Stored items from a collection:
....

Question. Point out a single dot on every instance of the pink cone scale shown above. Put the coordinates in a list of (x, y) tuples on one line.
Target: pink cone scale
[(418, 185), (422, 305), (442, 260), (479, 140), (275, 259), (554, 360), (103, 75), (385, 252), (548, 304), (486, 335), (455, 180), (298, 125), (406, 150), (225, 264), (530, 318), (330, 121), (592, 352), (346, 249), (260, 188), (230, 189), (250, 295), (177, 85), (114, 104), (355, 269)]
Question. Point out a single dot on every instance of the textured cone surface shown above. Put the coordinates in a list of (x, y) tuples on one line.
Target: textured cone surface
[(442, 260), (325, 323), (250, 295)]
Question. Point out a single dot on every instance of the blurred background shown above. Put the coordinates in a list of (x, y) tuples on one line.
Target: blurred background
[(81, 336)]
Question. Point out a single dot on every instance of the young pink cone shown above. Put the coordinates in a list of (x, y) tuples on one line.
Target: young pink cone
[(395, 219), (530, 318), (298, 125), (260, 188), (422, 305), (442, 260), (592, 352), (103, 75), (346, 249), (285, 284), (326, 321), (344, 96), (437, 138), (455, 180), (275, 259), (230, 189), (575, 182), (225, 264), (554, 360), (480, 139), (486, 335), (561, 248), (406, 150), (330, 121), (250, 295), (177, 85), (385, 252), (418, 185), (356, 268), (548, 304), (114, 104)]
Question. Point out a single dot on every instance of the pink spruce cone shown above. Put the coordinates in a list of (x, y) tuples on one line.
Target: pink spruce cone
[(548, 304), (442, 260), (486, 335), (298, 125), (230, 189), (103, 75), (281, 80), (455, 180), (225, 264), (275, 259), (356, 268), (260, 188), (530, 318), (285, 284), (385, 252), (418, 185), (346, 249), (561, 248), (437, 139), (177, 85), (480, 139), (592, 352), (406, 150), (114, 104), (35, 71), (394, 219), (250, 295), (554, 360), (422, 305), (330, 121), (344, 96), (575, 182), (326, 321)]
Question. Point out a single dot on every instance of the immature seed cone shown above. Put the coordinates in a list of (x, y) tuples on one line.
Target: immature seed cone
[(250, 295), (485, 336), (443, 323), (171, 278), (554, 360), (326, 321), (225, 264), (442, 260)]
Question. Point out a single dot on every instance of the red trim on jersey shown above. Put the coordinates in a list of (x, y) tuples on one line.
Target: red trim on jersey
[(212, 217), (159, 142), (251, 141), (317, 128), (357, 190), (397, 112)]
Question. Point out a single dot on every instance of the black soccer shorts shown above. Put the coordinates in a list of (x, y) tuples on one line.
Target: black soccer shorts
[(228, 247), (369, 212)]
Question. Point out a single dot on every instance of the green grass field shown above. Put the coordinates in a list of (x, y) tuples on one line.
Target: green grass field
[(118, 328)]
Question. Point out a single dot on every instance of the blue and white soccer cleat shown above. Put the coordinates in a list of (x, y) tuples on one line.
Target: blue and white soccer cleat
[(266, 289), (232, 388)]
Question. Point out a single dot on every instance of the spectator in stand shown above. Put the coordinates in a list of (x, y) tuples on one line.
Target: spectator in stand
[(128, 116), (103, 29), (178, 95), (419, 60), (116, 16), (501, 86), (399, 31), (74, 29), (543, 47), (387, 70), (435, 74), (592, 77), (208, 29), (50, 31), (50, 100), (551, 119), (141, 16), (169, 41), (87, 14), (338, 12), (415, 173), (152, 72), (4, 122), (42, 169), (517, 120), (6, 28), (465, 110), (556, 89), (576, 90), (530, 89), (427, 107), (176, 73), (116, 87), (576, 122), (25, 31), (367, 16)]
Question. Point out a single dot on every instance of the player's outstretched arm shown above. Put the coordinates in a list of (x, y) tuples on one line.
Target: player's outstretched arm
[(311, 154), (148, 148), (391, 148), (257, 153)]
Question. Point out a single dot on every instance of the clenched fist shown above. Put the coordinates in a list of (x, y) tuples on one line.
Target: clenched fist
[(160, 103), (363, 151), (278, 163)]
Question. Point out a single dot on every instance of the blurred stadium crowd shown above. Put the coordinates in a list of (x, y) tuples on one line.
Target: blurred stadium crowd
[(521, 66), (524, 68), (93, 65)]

....

Swap "single dot" for "single point" everywhere in the listing, then write out every line again with nothing else changed.

The answer:
Question. Point out a single point on every instance of the pink cone scale shown above. Put the coordinates in a list of (x, y) tuples on one line.
Target: pink cone scale
[(418, 185), (422, 305), (442, 260), (479, 140), (275, 259), (554, 360), (103, 75), (385, 252), (548, 304), (486, 335), (455, 180), (298, 125), (406, 150), (225, 264), (530, 318), (330, 121), (592, 352), (346, 249), (260, 188), (230, 189), (250, 295), (177, 85), (114, 104), (355, 269)]
Question. Point out a single point on every instance of the textured cone surface shown above. Put the coordinates in a list of (x, y) tuples on one line.
Target: textured cone surface
[(442, 260), (325, 323), (250, 295)]
Question. Point out a single point on every instance of the blurred background shown above. Put the coordinates in a list of (x, y) tuples on one line.
Target: blurred background
[(81, 336)]
Question. Point out a single point on every instance of the young pink cone shown above. Put the coordinates in a list of (x, y) tuples on one line.
Target: young pink cone
[(395, 219), (530, 318), (298, 125), (260, 188), (422, 305), (442, 260), (592, 352), (103, 75), (346, 249), (285, 284), (326, 321), (344, 96), (437, 138), (455, 180), (275, 259), (230, 189), (575, 182), (225, 264), (554, 360), (480, 139), (486, 335), (561, 248), (406, 150), (330, 121), (250, 295), (177, 85), (385, 252), (418, 185), (356, 268), (548, 304), (114, 104)]
Question. Point out a single point on every instance of the pink spruce cone shown above. Put the coordinates in a list of (x, y) tuples on one line.
Target: pink spruce cone
[(548, 304), (442, 260), (486, 335), (298, 125), (230, 189), (103, 75), (281, 80), (455, 180), (225, 264), (275, 259), (356, 268), (260, 188), (530, 318), (285, 284), (385, 252), (418, 185), (346, 249), (561, 248), (437, 139), (177, 85), (480, 139), (592, 352), (406, 150), (114, 104), (35, 71), (394, 219), (250, 295), (554, 360), (422, 305), (330, 121), (344, 96), (575, 182), (326, 321)]
Question. Point out a single point on every instance of the immature seed cone shown above. Put the coordinates in a list of (x, y) tuples on one line.
Target: immature seed cone
[(250, 295), (485, 336), (443, 323), (171, 278), (554, 360), (326, 321), (225, 264), (442, 260)]
Question. Point out a single point on every instance of the red trim on jersey shown above. Put the coordinates in a list of (x, y) tuples on one line.
Target: red trim on jersey
[(212, 217), (159, 142), (251, 141), (317, 128), (357, 190), (397, 112)]
Question. Point out a single point on every instance of the black soccer shorts shown above. Put the coordinates in a list of (x, y) tuples on one line.
Target: black soccer shorts
[(228, 247), (369, 212)]
Question. Point out a single point on every instance of the green grass field shown above. Put the coordinates in a list of (x, y) tuples on one line.
Target: green grass field
[(118, 328)]
Question. Point out a single point on every instance of the blue and white soccer cleat shown above. Put the coordinates in a list of (x, y) tuples on one line.
Target: blue and white soccer cleat
[(266, 289), (232, 388)]
Question. Point out a single point on every instance of the spectator in stand shown above. Put the coordinates in a list of (x, y) tuples on one line.
Target: spectator in stand
[(128, 116), (103, 29), (178, 95), (419, 60), (116, 16), (501, 86), (399, 31), (74, 29), (543, 47), (387, 70), (435, 74), (592, 77), (208, 29), (50, 31), (50, 100), (551, 119), (141, 16), (169, 41), (87, 14), (338, 12), (415, 173), (152, 72), (4, 122), (42, 169), (517, 120), (6, 28), (465, 110), (556, 89), (576, 90), (530, 89), (427, 107), (176, 73), (116, 87), (576, 122), (25, 31), (367, 16)]
Question. Point out a single point on every instance of the player's outstretched arm shown above. Put the coordinates in a list of (x, y) tuples on one line.
Target: player's outstretched arm
[(311, 154), (148, 148), (391, 148), (257, 153)]
Question. Point out a single point on every instance of the clenched fist shown above. Put the coordinates in a list of (x, y) tuples on one line.
Target: clenched fist
[(160, 103), (363, 151), (278, 163)]
Question. Point out a single point on every instance of the blurred stadium crowd shown above. Put the coordinates in a list of (x, y) tuples on one line.
Target: blurred stadium crowd
[(521, 66), (524, 68), (93, 65)]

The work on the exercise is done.